Excerpt provided:
Thursday, September 15, 2011

The Escape

She wore a patterned red sundress with a red zip up sweater and red flip flops. Her hair was combed straight back into a ponytail and then carefully braided down her back. Her eyes were an unusually light blue and contrasted exotically with her dark hair.

When I called her name from the triage room she stood and made a slow and seemingly painful journey to the room. Her mouth was tight around the edges and as she slowly lowered herself into the chair by my vital sign machine, I could see the signs of stress on her face.

"What are we seeing you for today?" I asked.

"I have sores on both of my thighs and my right hip," she replied stiffly.

I reached up to the glove box and slipped on a pair of white gloves. "Do you mind if I take a look?"

She shook her head slowly and eased painfully out of the chair. She lifted up the bottom of her dress to reveal swollen, painful, and infected looking abscesses, one making her right buttock look almost double its normal size. Seeing her up close, I also saw all over her legs the tell tale scars of a long time heroin or meth user. The infected boils on her legs were most likely from places she'd been trying to shoot up. It isn't an uncommon problem for users.

I asked her if she had been running a fever, and she stated that she thought she had. The fever could mean the infection was becoming more severe than just a skin infection and those sores had the potential to make her very sick. This was a day, unfortunately, that the gates of Hades had unloaded its hordes through our ER doors, and I knew I wouldn't be able to take her to see a doctor right away. I would've liked to do blood work while see was waiting to get an idea of the severity of the infection, but seeing the same scars all over her arms as I had her legs, I knew that she probably had little to no veins that could be accessed in the confined space of my triage room. All the same, I tied the tourniquet around her arm. Feeling the hardness of her scared veins I felt even less hopeful.

Exercise prompt:
Set down the stretch of the ER triage account from "She shook her" through "problem for users.", reproducing every word without change. The data that follows is not needed for anything here.

Data records:
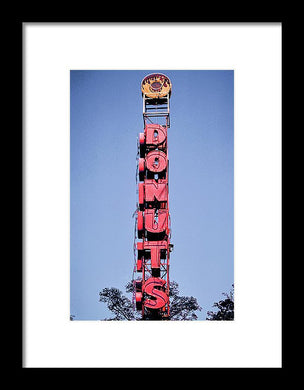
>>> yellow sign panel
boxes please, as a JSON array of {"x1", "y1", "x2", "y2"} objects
[{"x1": 141, "y1": 73, "x2": 171, "y2": 98}]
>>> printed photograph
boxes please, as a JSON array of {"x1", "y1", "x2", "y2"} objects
[{"x1": 70, "y1": 69, "x2": 237, "y2": 321}]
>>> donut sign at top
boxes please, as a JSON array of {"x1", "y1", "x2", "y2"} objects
[{"x1": 141, "y1": 73, "x2": 171, "y2": 99}]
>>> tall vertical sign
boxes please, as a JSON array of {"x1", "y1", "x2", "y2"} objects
[{"x1": 133, "y1": 73, "x2": 173, "y2": 320}]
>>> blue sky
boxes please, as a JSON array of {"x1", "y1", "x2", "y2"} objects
[{"x1": 70, "y1": 69, "x2": 237, "y2": 320}]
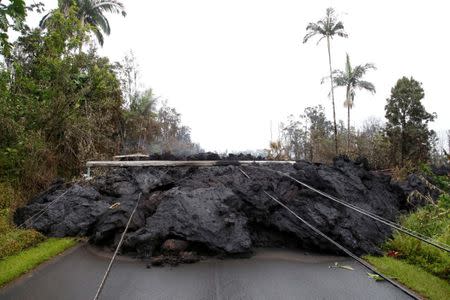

Solved problem:
She shook her head slowly and eased painfully out of the chair. She lifted up the bottom of her dress to reveal swollen, painful, and infected looking abscesses, one making her right buttock look almost double its normal size. Seeing her up close, I also saw all over her legs the tell tale scars of a long time heroin or meth user. The infected boils on her legs were most likely from places she'd been trying to shoot up. It isn't an uncommon problem for users.